▶ [Task prompt]: Please extract the stretch of the contract clauses from "15.10. A notice" through "time of transmission.", copying it word for word.

▶ [Exercise text]:
------------------------
15.1. No variation of this agreement shall be effective unless it is in writing and signed by the parties (or their Authorized representatives).

15.2. No failure or delay by a party to exercise any right or remedy provided under this agreement or by law shall constitute a waiver of that or any other right or remedy, nor shall it prevent or restrict the further exercise of that or any other right or remedy.

15.3. If any provision (or part of a provision) of this agreement is found by any court or administrative body of competent jurisdiction to be invalid, unenforceable or illegal, the other provisions shall remain in force.

15.4. If any invalid, unenforceable or illegal provision would be valid, enforceable or legal if some part of it were deleted, the provision shall apply with whatever modification is necessary to give effect to the commercial intention of the parties.

15.5. This agreement, and any documents referred to in it, constitute the whole agreement between the parties and supersede any previous arrangement, understanding or agreement between them relating to the subject matter they cover.

15.6. Neither party shall, without the prior written consent of the other, assign, transfer, charge, or deal in any other manner with all or any of its rights or obligations under this agreement except that either party may, after having given prior written notice to the other party, assign or transfer any or all of its rights and obligations under this agreement to: a. an Affiliate for so long as the assignee remains an Affiliate; or b. to any person to whom it transfers the part of its business to which this agreement relates, provided that the assignee undertakes in writing to the non-assigning party to be bound by the assignor’s obligations under this agreement.

15.7. Nothing in this agreement is intended to or shall operate to create a partnership between the parties or authorize either party to act as agent for the other, and neither party shall have the authority to act in the name or on behalf of or otherwise to bind the other in any way.

15.8. This agreement does not confer any rights on any person or party (other than the parties to this agreement and, where applicable, their successors and permitted assigns) pursuant to the Contracts (Rights of Third Parties) Act 1999.

15.9. Any notice required to be given under this agreement shall be in writing and shall be delivered by hand or sent by pre-paid first-class post or recorded delivery post to the other party at its address set out in this agreement, or such other address as may have been notified by that party for such purposes or sent by email to the other email address as is set out on the Order Form.

15.10. A notice delivered by hand shall be deemed to have been received when delivered (or if delivery is not in business hours, at 9am on the first business day following delivery). A correctly addressed notice sent by pre-paid first-class post or recorded delivery post shall be deemed to have been received at the time at which it would have been delivered in the normal course of post. A notice sent by email shall be deemed to have been received at the time of transmission.

15.11. In the event that there is any conflict between the terms of this agreement and any general terms and conditions set out on a The Company website, the terms of this agreement shall prevail.

15.12. All amounts due under this agreement shall be paid in full without any set-off, counterclaim, deduction or withholding (other than any deduction or withholding of tax which is required by law).

  1. GOVERNING LAW & JURISDICTION

16.1. This agreement and any dispute or claim arising out of or in connection with it or its subject matter or formation (including non-contractual disputes or claims) shall be governed by and construed in accordance with the law of Arizona and each party irrevocably agrees that the courts of Arizona shall have exclusive jurisdiction to settle such dispute or claim. This agreement has been entered into on the date stated at the beginning of it.
------------------------
▶ [Supplied entries]:
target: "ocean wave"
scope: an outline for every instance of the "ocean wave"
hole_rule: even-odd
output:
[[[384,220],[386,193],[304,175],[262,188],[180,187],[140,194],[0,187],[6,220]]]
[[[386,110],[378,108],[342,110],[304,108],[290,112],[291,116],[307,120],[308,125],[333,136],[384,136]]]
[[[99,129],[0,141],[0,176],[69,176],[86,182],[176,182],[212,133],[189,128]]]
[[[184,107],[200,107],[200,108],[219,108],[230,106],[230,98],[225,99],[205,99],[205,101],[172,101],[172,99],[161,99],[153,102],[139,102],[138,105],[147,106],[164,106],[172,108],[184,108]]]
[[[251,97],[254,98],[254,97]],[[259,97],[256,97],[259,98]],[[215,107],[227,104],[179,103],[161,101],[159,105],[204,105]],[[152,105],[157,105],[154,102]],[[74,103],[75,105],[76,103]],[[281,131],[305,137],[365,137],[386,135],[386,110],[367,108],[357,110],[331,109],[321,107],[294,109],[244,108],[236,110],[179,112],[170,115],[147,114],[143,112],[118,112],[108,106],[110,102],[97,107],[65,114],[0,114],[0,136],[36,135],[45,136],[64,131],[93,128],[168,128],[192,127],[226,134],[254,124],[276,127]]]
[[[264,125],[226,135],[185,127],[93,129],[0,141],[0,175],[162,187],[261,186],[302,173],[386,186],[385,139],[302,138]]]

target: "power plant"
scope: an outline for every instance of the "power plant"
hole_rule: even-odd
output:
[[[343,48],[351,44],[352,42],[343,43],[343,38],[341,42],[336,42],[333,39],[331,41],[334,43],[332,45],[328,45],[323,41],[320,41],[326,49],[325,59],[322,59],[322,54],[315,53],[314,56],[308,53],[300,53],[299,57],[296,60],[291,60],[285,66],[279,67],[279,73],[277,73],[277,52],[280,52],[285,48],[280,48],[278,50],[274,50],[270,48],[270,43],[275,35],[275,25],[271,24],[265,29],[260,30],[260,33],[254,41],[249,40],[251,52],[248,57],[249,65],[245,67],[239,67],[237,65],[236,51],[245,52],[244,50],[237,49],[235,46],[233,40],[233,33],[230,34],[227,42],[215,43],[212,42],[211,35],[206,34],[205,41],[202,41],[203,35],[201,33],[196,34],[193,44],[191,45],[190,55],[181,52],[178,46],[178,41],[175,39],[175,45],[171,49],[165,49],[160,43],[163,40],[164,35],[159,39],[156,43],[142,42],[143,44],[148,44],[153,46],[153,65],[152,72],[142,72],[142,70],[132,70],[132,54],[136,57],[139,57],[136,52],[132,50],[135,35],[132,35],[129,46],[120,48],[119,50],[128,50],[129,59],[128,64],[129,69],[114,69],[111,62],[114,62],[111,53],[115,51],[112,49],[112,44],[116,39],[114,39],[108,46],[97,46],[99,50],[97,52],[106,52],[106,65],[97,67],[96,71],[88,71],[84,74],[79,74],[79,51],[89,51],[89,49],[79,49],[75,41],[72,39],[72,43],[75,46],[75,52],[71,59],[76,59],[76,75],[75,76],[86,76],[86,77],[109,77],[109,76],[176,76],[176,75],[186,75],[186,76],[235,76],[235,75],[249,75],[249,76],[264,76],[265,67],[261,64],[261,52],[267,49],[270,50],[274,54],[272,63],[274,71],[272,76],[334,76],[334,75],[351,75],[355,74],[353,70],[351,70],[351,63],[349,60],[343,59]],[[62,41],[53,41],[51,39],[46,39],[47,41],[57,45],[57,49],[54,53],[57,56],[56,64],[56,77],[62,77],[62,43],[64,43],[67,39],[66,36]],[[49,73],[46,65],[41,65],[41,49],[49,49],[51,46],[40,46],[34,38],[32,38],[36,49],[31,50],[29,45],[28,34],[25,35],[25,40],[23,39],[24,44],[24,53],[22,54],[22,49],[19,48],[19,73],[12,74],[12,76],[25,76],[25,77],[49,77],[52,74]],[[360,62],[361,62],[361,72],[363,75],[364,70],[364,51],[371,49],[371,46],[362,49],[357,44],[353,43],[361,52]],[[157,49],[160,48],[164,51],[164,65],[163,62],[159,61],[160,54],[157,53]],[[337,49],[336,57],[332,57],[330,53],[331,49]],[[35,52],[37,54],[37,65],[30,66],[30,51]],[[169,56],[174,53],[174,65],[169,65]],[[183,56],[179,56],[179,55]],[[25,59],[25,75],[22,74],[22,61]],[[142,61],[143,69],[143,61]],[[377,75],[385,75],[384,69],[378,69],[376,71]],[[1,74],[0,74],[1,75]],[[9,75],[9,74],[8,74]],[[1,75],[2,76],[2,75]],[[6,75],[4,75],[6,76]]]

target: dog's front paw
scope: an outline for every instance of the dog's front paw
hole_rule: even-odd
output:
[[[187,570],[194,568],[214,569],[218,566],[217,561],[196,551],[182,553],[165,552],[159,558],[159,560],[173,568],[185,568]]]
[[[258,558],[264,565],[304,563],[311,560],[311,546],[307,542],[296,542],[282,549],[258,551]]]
------------------------
▶ [Response to this task]:
15.10. A notice delivered by hand shall be deemed to have been received when delivered (or if delivery is not in business hours, at 9am on the first business day following delivery). A correctly addressed notice sent by pre-paid first-class post or recorded delivery post shall be deemed to have been received at the time at which it would have been delivered in the normal course of post. A notice sent by email shall be deemed to have been received at the time of transmission.